■ Trecho do texto ■

2 – Como uma prática desleal? Pela lógica financeira consolidada no Brasil (desde o acordo como o FMI em 1983), taxas altas de curto prazo, oferecido e garantido por títulos do Governo induzem aos bancos privados a atuar na zona de conforto sem risco, ou do “rentismo”, ou do empréstimo geralmente consignado e/ou garantido pelo próprio bem (imóvel, veículos ou eletrodoméstico) do contrato às maiores taxas de juros do planeta. Por que saírem desse conforto e se aventurarem no risco do longo prazo à taxa mais baixa? Ou seja, bancos privados diante desse conforto nunca aplicaram seus recursos no longo prazo, atuam no máximo como repassadores de recursos externos, com variação cambial, que volta e meia “quebram” as empresas financiadas. Mesmo assim, temem a participação maior dos bancos públicos na economia, por isso tanto atacaram o arranjo BNDES-TESOURO.

Só não pode é, nessa altura do campeonato, alguém perguntar: Mas o Governo não está endividado por conta de seus gastos excessivos? Aí só nos resta chocá-lo! Um Governo não necessita nem de impostos nem de dívida pública para se financiar, ele, simplesmente emite! Vide o “99% Uní-vos”. Mas o mais chocante será dizer para esse alguém que o Brasil em 35 anos (desde que o país assinou o acordo com o FMI) raras vezes teve déficit primário em “Uma Ponte para o Futuro na Era da Pós-Verdade: uma análise sob a ótica do desenvolvimento econômico – Parte III” mostramos que nesses 35 anos tivemos 26 ocorrências de superávits primários, e a soma líquida (tirando os déficits primários) totalizou 49% do PIB! Então, porque estamos endividados? Simples, dívida pública, conforme já explicamos, não é para financiar o Governo, mas sim para dar uma alternativa de aplicação ao setor privado. Mas por que, então, os Governos, nestes anos endividaram-se tanto? De novo, simples: Não para financiar gasto público e/ou investimento, mas para alimentar o “rentismo”. E o pior, às mais altas taxas do planeta!

■ Registros de dados ■

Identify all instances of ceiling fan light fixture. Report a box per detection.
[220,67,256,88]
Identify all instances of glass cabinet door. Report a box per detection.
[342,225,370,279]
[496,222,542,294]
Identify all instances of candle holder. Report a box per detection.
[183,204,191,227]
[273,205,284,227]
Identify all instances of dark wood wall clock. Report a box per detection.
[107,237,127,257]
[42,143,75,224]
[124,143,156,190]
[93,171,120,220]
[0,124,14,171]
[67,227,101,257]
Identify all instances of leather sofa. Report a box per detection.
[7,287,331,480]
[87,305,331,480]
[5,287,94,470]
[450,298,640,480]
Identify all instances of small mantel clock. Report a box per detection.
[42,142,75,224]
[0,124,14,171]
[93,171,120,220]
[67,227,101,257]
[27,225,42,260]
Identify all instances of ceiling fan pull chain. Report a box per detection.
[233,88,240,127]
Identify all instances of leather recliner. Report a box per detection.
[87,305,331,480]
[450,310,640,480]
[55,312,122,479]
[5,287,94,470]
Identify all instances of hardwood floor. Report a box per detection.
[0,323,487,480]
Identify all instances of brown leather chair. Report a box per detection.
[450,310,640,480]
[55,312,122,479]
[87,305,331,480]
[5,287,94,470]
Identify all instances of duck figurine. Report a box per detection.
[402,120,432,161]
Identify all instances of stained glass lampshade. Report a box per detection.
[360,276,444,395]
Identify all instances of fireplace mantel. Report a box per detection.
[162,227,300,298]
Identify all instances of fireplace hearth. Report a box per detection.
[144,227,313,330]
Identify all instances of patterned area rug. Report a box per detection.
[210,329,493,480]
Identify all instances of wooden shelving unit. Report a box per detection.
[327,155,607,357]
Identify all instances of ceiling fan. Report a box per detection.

■ Enunciado ■
Prossiga o texto sobre a dívida pública e o rentismo no Brasil a partir de sua última frase.

■ Resposta ■
E qual é o problema do “rentismo”? O problema é é que, ao instalar-se de forma relevante em um sistema econômico, age como se fosse um parasita. Desenvolve-se até matar o hospedeiro! E como isso acontece? Simples, quando os títulos da dívida pública extrapolam e passam a oferecer alta liquidez e segurança, ele passa a ser um fim em si mesmo. De início começa como alternativa de aplicação do excedente de lucros do sistema produtivo, na etapa seguinte passa a concorrer com a atividade real, e quando chega ao ponto de ser aplicação mais rentável que a atividade produtiva de risco e do investimento, ele reduz o giro dos negócios. Então, o Governo (de perfil liberal) passa a aumentar impostos e cortar gastos públicos essenciais. Quando ele se consolida, começa o caminho de matar o hospedeiro. Ou seja, a economia real! Dado as características do atual estágio de nossa economia, não estamos nesse ponto?

Mas, então, o que fazer diante dessa dívida que alcança 74%do PIB e não para de crescer? Tecnicamente, simples diante dos conhecimentos desenvolvimentistas, que teimamos em divulgar, mas, politicamente difícil! Tecnicamente, se o Governo constituiu uma dívida em excesso sem necessidade e não foi um endividamento para financiar nenhum desenvolvimento, visto que estamos 35 anos crescendo à baixas taxas, então da forma que foi criada e cresceu, da mesma forma pode ser desfeita: monetizada em parte nos vencimentos, diminuição de juros e lançar um Plano de Desenvolvimento Nacional para os próximos 20 anos (o mesmo período do “teto dos gastos”), obrigando parte dessa “poupança” congelada a procurar aplicações produtivas. Enfim, várias alternativas. Inclusive a constitucional – a Auditoria da Dívida!

Politicamente difícil, assistimos hoje o domínio das forças do mercado financeiro no comando do país. E o que vemos? Recessão, desemprego e avanço em reformas para tirar direitos consolidados dos assalariados. Então, não resta nada a fazer? Existe, sim: A tomada de consciência dos 99%! Quantos mais de nós nos tornarmos conscientes, esclarecidos, divulgarmos, discutirmos e compartilharmos nossos conhecimentos em vários fóruns, maior resistência ofereceremos ao avanço dos 1%.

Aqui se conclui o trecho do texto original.